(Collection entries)
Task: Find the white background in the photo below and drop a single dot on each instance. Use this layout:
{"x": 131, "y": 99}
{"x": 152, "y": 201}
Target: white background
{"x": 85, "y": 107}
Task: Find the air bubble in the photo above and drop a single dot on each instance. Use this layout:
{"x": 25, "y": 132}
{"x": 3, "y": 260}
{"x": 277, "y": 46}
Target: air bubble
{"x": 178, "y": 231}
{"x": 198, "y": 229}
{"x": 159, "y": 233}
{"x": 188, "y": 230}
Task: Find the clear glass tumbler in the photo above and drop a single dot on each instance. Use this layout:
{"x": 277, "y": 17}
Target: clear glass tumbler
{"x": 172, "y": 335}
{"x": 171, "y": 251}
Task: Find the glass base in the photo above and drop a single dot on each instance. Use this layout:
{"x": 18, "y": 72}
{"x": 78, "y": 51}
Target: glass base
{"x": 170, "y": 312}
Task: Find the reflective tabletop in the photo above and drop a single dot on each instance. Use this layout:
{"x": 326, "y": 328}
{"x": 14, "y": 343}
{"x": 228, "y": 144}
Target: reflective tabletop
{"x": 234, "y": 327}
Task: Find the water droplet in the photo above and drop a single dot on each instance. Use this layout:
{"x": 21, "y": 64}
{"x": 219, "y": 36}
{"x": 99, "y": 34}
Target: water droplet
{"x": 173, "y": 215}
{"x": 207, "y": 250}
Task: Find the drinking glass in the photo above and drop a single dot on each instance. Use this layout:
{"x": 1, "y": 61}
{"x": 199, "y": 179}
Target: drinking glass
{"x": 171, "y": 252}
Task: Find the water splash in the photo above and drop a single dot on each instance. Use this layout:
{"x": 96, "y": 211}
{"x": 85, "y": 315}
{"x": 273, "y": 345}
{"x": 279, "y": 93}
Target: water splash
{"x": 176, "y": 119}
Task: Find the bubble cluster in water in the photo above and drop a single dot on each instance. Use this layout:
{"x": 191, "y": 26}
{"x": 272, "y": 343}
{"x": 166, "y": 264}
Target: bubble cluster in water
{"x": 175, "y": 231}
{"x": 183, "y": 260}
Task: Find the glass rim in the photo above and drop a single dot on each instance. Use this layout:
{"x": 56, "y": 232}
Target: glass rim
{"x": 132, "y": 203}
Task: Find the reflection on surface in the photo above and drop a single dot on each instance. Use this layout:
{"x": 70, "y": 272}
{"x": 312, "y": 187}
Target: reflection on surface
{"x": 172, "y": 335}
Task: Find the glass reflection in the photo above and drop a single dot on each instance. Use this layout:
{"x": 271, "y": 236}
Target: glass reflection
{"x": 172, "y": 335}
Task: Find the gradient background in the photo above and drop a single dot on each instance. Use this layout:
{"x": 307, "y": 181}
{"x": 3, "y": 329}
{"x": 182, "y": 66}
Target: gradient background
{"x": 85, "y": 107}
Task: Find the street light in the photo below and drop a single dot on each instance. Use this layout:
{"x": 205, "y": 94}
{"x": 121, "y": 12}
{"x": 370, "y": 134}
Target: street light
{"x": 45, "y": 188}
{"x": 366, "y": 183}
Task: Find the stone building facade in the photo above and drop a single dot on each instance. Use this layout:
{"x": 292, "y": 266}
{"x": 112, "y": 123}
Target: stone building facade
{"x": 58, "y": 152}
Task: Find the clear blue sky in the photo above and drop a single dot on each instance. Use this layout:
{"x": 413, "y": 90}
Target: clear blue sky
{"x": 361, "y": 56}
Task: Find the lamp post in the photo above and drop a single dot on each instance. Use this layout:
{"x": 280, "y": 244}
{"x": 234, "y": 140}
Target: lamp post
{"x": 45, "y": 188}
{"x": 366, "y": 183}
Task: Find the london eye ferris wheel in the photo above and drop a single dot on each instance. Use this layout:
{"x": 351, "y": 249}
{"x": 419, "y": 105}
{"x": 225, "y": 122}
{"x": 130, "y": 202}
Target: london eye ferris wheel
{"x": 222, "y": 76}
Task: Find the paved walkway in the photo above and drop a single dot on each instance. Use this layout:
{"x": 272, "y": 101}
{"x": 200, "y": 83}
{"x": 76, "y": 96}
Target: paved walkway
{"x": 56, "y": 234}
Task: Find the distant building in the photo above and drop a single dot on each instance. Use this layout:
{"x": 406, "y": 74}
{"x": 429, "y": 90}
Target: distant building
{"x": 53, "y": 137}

What is asked:
Copy every record above word for word, with nothing changed or left out.

The response:
Task: Find the white background in the photo below and drop a single dot on each instance. Use this layout:
{"x": 131, "y": 99}
{"x": 152, "y": 201}
Target: white background
{"x": 85, "y": 107}
Task: Find the air bubble in the photo above and drop a single dot on each instance. Use this layout:
{"x": 25, "y": 132}
{"x": 3, "y": 260}
{"x": 277, "y": 46}
Target: air bubble
{"x": 178, "y": 231}
{"x": 198, "y": 229}
{"x": 159, "y": 233}
{"x": 188, "y": 230}
Task: Find the clear glass tumbler in the photo above and drop a single dot on each instance. Use this layout:
{"x": 277, "y": 17}
Target: clear glass tumbler
{"x": 172, "y": 335}
{"x": 171, "y": 251}
Task: Find the glass base in the photo above and drop a single dot on each instance. Use this layout:
{"x": 18, "y": 72}
{"x": 78, "y": 51}
Target: glass base
{"x": 170, "y": 312}
Task: Find the reflective tabletop in the photo above and drop a single dot on each instance. Use this layout:
{"x": 326, "y": 328}
{"x": 14, "y": 343}
{"x": 228, "y": 144}
Target: reflective tabletop
{"x": 234, "y": 327}
Task: Find the water droplet in the photo above and drop a single dot on each instance. Use this layout:
{"x": 21, "y": 64}
{"x": 219, "y": 36}
{"x": 99, "y": 34}
Target: water droplet
{"x": 173, "y": 215}
{"x": 207, "y": 250}
Task: Find the drinking glass in the photo above and drop a single dot on each instance. Use this layout:
{"x": 1, "y": 61}
{"x": 199, "y": 179}
Target: drinking glass
{"x": 171, "y": 252}
Task: Find the water splash in the photo above and drop a single dot on each instance. Use this layout:
{"x": 96, "y": 211}
{"x": 85, "y": 315}
{"x": 273, "y": 345}
{"x": 279, "y": 93}
Target: water splash
{"x": 176, "y": 119}
Task: Find the bubble cluster in water in the photo above and drop a single dot on each instance. Use this layout:
{"x": 191, "y": 26}
{"x": 272, "y": 343}
{"x": 166, "y": 264}
Target: bubble cluster in water
{"x": 175, "y": 231}
{"x": 183, "y": 260}
Task: Find the glass rim in the photo above and drop a single dot on each instance. Use this layout:
{"x": 56, "y": 232}
Target: glass rim
{"x": 132, "y": 203}
Task: Find the reflection on surface in the photo above and drop a single dot on each instance. Use this layout:
{"x": 70, "y": 272}
{"x": 312, "y": 187}
Target: reflection on surface
{"x": 172, "y": 335}
Task: Find the glass reflection in the photo above and drop a single dot on each instance. Use this layout:
{"x": 271, "y": 236}
Target: glass reflection
{"x": 172, "y": 335}
Task: Find the gradient background in the photo above and drop a single dot on each instance. Use this layout:
{"x": 307, "y": 181}
{"x": 3, "y": 329}
{"x": 182, "y": 66}
Target: gradient background
{"x": 85, "y": 107}
Task: Find the street light in the photo below and drop a single dot on each instance. Use this layout:
{"x": 205, "y": 94}
{"x": 121, "y": 12}
{"x": 370, "y": 134}
Target: street light
{"x": 45, "y": 188}
{"x": 366, "y": 183}
Task: Find the stone building facade in the photo above and drop a single dot on each instance. Use this layout:
{"x": 292, "y": 266}
{"x": 112, "y": 123}
Target: stone building facade
{"x": 58, "y": 152}
Task: Find the clear blue sky in the photo above and drop a single dot on each instance. Use this layout:
{"x": 413, "y": 90}
Target: clear blue sky
{"x": 361, "y": 56}
Task: Find the lamp post in the photo above and drop a single dot on each instance. Use this layout:
{"x": 280, "y": 244}
{"x": 234, "y": 140}
Target: lamp post
{"x": 45, "y": 188}
{"x": 366, "y": 183}
Task: Find the london eye ferris wheel in the photo above and drop a single dot on each instance. Use this layout:
{"x": 351, "y": 249}
{"x": 419, "y": 105}
{"x": 225, "y": 122}
{"x": 130, "y": 202}
Target: london eye ferris wheel
{"x": 222, "y": 76}
Task: Find the paved walkway in the photo above and drop a single dot on each instance. Use this layout:
{"x": 272, "y": 101}
{"x": 200, "y": 83}
{"x": 76, "y": 96}
Target: paved walkway
{"x": 56, "y": 234}
Task: Find the distant building in the photo above and drop a single dot on each instance. Use this layout:
{"x": 406, "y": 74}
{"x": 429, "y": 90}
Target: distant building
{"x": 53, "y": 137}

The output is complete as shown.